** Opening The records block **

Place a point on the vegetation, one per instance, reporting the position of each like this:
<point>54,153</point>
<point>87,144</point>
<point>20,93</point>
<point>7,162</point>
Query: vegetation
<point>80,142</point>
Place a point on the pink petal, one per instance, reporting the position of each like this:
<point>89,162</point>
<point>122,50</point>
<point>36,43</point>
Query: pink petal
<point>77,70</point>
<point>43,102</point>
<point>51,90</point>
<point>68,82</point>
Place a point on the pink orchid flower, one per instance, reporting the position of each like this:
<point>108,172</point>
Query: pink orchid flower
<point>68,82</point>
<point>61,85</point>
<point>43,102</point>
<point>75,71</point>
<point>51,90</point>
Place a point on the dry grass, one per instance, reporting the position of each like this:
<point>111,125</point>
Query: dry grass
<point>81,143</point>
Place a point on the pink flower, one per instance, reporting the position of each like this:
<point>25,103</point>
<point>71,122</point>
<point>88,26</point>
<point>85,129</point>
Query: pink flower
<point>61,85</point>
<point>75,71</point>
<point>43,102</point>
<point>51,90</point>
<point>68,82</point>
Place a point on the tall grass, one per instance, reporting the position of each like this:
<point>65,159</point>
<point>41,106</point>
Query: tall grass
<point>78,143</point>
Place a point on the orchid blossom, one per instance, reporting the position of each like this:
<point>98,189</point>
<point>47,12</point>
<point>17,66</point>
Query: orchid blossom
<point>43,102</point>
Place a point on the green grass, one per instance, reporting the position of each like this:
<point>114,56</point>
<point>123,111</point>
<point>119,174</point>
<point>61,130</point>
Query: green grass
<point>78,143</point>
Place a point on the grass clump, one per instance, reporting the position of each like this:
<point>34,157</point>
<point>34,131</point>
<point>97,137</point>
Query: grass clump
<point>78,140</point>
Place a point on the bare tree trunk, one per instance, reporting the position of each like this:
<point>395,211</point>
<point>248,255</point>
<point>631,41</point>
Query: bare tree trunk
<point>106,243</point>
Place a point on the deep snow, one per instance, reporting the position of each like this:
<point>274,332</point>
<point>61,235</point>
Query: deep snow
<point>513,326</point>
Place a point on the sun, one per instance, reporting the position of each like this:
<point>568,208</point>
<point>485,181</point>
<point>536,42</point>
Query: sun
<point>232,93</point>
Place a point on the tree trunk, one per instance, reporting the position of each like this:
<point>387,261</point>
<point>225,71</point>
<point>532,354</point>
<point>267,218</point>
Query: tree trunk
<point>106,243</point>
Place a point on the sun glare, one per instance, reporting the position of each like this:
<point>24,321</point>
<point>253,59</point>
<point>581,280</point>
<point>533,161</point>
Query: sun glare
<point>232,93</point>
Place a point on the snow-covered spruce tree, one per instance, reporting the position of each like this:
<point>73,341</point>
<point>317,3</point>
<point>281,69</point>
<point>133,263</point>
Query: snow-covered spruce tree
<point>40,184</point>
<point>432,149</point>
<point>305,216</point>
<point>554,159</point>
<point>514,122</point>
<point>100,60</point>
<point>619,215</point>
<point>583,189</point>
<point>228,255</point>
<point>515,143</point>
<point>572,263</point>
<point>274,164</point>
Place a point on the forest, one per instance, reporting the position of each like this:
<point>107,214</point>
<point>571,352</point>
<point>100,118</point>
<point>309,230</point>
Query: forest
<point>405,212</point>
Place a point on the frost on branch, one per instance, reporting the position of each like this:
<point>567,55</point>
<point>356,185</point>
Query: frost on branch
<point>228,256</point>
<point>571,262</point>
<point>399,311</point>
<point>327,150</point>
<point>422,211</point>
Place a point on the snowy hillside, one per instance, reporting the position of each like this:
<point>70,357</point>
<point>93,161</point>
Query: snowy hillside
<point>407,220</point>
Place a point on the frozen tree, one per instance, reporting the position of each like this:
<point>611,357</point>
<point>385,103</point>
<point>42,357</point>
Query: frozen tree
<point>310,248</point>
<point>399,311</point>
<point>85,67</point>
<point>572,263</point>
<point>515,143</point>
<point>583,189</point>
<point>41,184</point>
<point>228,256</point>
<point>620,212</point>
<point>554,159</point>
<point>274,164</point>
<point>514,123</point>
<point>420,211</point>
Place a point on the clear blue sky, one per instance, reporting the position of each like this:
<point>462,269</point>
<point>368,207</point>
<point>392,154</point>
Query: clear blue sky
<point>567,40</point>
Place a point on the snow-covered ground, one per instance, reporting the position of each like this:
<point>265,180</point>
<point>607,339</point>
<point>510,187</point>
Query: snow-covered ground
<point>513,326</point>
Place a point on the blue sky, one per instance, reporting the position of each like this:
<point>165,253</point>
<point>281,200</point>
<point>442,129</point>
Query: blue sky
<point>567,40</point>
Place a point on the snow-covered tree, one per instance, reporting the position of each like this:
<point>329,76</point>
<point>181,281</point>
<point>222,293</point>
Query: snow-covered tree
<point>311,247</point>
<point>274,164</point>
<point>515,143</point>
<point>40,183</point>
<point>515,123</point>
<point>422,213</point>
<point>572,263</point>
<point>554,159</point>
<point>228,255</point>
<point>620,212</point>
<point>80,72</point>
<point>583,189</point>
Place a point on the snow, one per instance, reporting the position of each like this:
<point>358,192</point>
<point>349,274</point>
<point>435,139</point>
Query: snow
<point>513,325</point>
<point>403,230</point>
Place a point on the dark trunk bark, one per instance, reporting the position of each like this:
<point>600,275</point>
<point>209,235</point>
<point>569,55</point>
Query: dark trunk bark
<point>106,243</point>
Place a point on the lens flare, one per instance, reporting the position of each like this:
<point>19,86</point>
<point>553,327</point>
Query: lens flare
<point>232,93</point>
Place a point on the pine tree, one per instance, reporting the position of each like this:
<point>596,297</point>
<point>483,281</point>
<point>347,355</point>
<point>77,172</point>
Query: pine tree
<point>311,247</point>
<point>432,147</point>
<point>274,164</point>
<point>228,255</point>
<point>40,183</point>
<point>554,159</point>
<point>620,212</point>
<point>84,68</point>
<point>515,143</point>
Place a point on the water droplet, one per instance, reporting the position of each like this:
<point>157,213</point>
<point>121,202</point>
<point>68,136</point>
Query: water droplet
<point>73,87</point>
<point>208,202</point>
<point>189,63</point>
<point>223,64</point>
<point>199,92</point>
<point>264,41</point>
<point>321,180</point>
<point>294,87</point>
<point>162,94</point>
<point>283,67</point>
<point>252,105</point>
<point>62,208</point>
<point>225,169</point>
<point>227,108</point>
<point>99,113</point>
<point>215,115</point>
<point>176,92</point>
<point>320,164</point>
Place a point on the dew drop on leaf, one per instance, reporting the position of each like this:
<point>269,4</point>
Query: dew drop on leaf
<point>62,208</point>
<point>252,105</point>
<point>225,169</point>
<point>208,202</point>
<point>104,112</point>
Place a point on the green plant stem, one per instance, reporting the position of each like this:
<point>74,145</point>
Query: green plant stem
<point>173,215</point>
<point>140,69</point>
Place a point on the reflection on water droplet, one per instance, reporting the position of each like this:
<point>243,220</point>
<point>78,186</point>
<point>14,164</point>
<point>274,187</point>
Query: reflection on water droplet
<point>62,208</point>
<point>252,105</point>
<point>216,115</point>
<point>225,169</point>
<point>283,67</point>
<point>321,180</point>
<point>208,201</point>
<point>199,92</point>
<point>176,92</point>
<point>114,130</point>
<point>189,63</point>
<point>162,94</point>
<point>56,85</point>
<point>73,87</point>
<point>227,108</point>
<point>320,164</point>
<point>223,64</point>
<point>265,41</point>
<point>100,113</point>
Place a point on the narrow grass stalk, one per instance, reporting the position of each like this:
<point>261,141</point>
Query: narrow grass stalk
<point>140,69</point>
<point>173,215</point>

** Closing The records block **

Retype, exactly as written, everything from the first line of the data above through the line containing "<point>36,43</point>". Nothing else should appear.

### Exercise output
Place a point on the vegetation, one per instance, reporting the position of each like this:
<point>54,153</point>
<point>87,144</point>
<point>20,93</point>
<point>7,162</point>
Query: vegetation
<point>80,142</point>
Place a point on the pink petal, one per instance, reporting the position of each like this:
<point>89,162</point>
<point>122,50</point>
<point>36,43</point>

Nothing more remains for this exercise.